Please answer these three questions using the workflow excerpt:
1. Which company originally developed Airflow?
2. As of August 9th, how many nf-core pipelines had been released?
3. Which container technologies does Nextflow support?

EXCERPT ▸
::::
Workflow small group

Cromwell The Broad’s java based pipeline manager for their WDL (“Widdle”) pipeline language. CWL is available as an option in the languages section of the configuration.

cwl-airflow CWL pipeline manager variant of apache’s airflow originally developed by AirBnB. Python based but seems to require several out of date packages. A VirtualENV is recommended Appears to wrap cwl-runner and cwltool.

Nextflow Groovy based language. There appears to be a prototype CWL to nextflow converter : https://www.nextflow.io/blog/2017/nextflow-and-cwl.html pipelines seems to use a s3 bucket. AWS account and command line tools are therefore required .

nf-core : A community effort to collect curated Nextflow pipelines. As of August 9th, 3 released pipelines, 7 in development


Nextflow supports Docker and Singularity containers technology.
::::
RAW DATA ▸
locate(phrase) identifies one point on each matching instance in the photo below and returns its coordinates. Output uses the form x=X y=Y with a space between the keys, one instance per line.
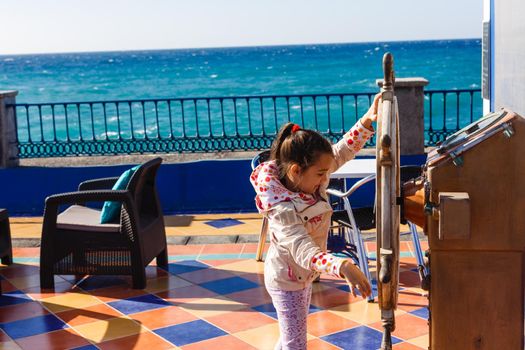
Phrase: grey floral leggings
x=292 y=309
::::
EXERCISE OUTPUT ▸
1. AirBnB
2. 3
3. Docker and Singularity